-- start Data --

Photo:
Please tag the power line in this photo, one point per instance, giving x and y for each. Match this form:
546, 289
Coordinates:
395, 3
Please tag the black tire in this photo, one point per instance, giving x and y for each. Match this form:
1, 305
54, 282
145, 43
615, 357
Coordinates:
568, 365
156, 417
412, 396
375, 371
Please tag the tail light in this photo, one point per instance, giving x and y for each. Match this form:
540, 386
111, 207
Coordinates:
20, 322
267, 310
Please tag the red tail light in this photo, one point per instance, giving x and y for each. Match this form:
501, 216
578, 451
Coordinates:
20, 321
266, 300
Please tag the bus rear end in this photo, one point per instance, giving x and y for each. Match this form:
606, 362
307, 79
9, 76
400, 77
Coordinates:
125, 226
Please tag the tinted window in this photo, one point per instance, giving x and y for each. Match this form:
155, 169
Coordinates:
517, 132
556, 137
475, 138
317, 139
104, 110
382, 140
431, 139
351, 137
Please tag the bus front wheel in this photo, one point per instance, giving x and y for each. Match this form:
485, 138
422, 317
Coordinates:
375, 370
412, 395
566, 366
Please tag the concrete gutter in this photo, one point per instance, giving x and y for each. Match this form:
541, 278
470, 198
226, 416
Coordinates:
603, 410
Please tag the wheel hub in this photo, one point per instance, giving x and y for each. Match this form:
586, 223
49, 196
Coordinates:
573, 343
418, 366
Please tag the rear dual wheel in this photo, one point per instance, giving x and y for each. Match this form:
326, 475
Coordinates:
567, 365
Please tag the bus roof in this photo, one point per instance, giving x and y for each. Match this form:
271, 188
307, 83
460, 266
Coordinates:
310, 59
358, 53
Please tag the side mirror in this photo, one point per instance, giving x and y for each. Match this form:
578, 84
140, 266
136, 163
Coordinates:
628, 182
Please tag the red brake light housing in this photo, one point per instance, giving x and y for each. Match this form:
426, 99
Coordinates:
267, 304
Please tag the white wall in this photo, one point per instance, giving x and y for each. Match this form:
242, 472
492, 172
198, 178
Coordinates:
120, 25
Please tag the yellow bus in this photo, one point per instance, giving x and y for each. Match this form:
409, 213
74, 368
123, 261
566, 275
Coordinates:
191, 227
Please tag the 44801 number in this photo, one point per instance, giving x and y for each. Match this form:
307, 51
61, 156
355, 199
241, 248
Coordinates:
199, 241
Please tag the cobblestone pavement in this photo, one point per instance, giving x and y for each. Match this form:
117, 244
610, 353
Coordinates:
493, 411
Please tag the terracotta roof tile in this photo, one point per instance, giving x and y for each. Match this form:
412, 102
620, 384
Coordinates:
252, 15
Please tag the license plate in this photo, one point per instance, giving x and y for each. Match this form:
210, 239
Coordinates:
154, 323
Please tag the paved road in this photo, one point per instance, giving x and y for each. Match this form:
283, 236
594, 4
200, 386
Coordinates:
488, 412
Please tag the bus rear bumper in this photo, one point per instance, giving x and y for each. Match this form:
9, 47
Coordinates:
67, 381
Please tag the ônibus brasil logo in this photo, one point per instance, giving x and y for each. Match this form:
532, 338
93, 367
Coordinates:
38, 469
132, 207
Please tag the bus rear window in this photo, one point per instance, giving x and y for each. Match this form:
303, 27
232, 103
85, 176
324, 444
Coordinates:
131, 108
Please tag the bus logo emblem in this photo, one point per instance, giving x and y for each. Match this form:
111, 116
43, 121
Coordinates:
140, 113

-- end Data --

- Instruction
Rewrite every line in the records from the line containing "Please tag the red brake" through the end of the records, both ends included, scaling only the answer coordinates by 1.55 and leaving every other number unchanged. Round each scaled coordinate to a whole number, with halves rounded up.

- Solved exercise
Please tag the red brake light housing in this photo, one point per instance, giving x and y for each. Match this form:
426, 99
Coordinates:
414, 471
Please tag the white wall in this photo, one point per instance, giving x and y for each. Match this form:
242, 472
492, 172
198, 178
Coordinates:
186, 39
Please tag the yellow bus in this photo, one point per instance, giving x and y for each. Match this form:
409, 213
74, 368
123, 261
566, 275
Coordinates:
296, 352
Please tag the 44801 number in this photo, one point per instance, giving x and y for each. Match this form:
307, 51
61, 156
355, 199
241, 248
Coordinates:
308, 374
Please tag the cobblestone pavement in this photo, one point per instance, giving x and y for each. Match this form:
117, 244
610, 353
Coordinates:
764, 637
Please tag the terracotta roof tile in this photo, one point per instance, giving x and y for each. Match this form:
412, 102
620, 384
Coordinates:
391, 23
Please tag the license plate in this photo, one point per instance, giving x and y for each. Match this form:
210, 239
Coordinates:
239, 501
Please tag the paved road in this photo, one point per instance, giving x and y for each. Match this form:
283, 236
594, 4
200, 386
Coordinates:
756, 639
Please tag the bus rear bumper in this photo, one point per instance, giving x and y for each. Match this form:
9, 47
Coordinates:
104, 591
Please tag the ônibus brasil logo in this photo, one point per instance, giving x and y for each. Match this form:
532, 338
93, 367
Coordinates:
59, 727
205, 321
Please tag the bus rear window in this photo, one point per instance, giving x and y for each. Match this form:
303, 27
232, 103
85, 176
324, 444
Coordinates:
203, 167
Please tag the bus logo emblem in this photo, one point per instance, giving x and y for each. Match this form:
111, 116
43, 121
Coordinates:
217, 175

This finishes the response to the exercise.